INSTRUCTIONS TO FOLLOW: Reproduce the lines from the one containing "Drop a point on every instance of the grassy" through the one containing "Query: grassy hill", inclusive, substituting "green hillside" for "grassy hill" and leaving everything else unchanged.

TASK INPUT:
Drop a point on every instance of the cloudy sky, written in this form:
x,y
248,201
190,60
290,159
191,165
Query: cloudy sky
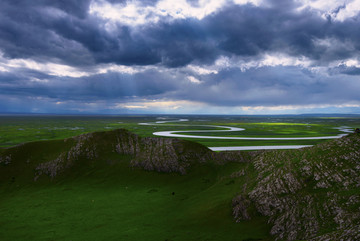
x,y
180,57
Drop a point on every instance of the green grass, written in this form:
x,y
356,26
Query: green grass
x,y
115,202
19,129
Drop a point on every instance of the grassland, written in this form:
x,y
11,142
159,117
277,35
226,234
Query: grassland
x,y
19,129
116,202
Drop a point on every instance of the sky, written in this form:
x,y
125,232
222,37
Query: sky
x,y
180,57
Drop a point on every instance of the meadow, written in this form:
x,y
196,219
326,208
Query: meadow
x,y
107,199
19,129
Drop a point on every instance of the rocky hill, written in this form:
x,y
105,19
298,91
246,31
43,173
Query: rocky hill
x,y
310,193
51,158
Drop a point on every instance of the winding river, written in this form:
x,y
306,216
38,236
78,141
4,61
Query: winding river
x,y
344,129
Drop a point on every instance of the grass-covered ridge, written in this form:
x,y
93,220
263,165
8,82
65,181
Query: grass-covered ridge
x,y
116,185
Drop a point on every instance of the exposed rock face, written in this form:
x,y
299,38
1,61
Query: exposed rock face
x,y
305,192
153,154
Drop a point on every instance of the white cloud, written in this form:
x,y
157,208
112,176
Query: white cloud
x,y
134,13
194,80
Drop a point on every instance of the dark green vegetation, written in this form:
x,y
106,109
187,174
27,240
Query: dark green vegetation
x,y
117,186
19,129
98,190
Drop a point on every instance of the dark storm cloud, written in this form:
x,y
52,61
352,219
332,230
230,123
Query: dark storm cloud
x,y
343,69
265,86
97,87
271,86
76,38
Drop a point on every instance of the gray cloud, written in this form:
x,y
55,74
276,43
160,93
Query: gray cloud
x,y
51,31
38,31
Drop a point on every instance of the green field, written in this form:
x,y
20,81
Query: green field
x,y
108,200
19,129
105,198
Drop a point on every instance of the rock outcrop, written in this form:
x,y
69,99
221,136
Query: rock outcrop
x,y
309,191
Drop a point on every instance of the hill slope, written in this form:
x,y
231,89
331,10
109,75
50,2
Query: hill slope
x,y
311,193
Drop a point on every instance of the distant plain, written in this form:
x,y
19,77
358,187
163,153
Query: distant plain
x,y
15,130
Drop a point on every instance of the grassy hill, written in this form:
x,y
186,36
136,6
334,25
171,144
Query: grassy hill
---
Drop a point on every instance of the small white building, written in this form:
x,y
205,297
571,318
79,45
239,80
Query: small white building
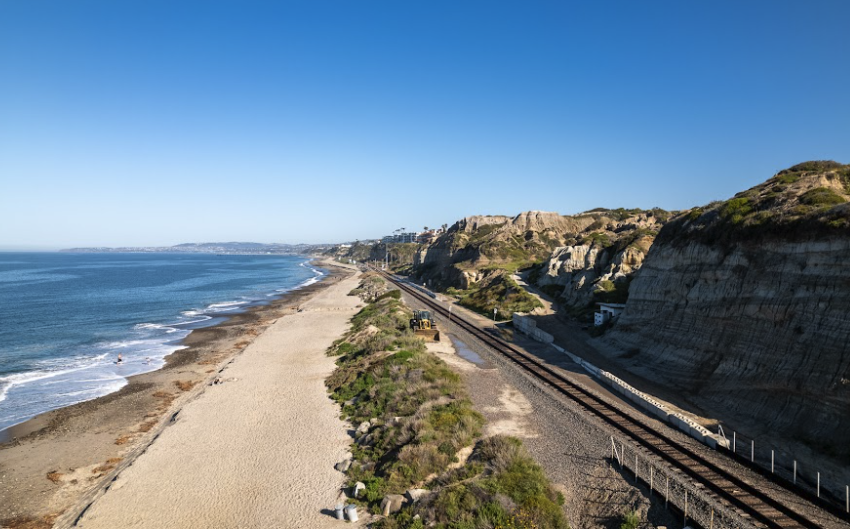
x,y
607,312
---
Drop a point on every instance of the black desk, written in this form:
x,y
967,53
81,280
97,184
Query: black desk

RESULT BELOW:
Drop a point on every instance of the green hillside, written in this form:
x,y
186,36
136,6
334,25
171,144
Query: green hillside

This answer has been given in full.